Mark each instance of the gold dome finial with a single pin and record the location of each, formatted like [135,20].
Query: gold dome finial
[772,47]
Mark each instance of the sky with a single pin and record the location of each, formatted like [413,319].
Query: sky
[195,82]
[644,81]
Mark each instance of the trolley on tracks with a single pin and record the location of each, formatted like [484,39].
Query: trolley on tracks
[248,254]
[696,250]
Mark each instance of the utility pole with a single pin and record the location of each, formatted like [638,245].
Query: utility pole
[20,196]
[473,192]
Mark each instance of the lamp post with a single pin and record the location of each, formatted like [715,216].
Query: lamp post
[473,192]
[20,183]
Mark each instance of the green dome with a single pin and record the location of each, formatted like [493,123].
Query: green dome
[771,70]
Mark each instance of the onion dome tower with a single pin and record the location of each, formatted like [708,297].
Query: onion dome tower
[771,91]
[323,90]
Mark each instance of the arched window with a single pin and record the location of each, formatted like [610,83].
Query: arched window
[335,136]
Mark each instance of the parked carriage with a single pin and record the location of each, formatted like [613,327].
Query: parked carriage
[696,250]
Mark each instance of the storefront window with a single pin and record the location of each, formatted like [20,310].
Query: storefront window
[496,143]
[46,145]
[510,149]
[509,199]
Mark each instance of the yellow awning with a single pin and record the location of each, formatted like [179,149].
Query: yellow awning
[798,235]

= GIVEN TASK =
Render every line of the entries above as a JSON list of strings, one string per line, leaving out blank lines.

= EXPECTED OUTPUT =
[
  "Mark each instance of the gold dome finial with a single pin and record the location of each, formatted like [135,20].",
  "Query: gold dome finial",
  "[772,47]",
  "Mark each instance of the sky with a single pin and record the location of each, formatted like [413,319].",
  "Query: sky",
  "[195,82]",
  "[644,81]",
  "Mark each instance of the trolley on tracks with a single pin and record the location of each, formatted like [484,39].",
  "Query: trolley on tracks",
  "[248,254]",
  "[696,250]",
  "Mark each instance of the utility pole with a single pin and record the location of each, formatted like [638,245].",
  "Query: utility pole",
  "[20,196]",
  "[473,192]",
  "Mark each instance of the lamp post with a single pin and record the location of each, formatted like [715,216].",
  "Query: lamp post",
  "[473,192]",
  "[20,183]",
  "Mark each instance of the green dome with a single pin and record the location of each, formatted like [493,123].",
  "Query: green dome",
  "[771,70]",
  "Mark each instance of the onion dome tower with a single pin and record the location of each, formatted like [708,297].",
  "Query: onion dome tower",
  "[771,91]",
  "[323,90]",
  "Mark each instance of the arched window with a single pin and record the location of each, formatted like [610,83].",
  "Query: arched window",
  "[335,136]",
  "Mark each instance of the parked carriage with a single pin and record the location of each, formatted like [613,327].",
  "Query: parked carriage",
  "[696,250]",
  "Mark each instance of the storefront window with a single pin and record the location of each, formatted like [20,310].",
  "Query: storefront window",
  "[496,143]",
  "[46,145]",
  "[510,149]",
  "[509,199]",
  "Mark each instance of the yellow awning with a single pin and record the location of each, formatted like [179,149].",
  "Query: yellow awning",
  "[798,235]"
]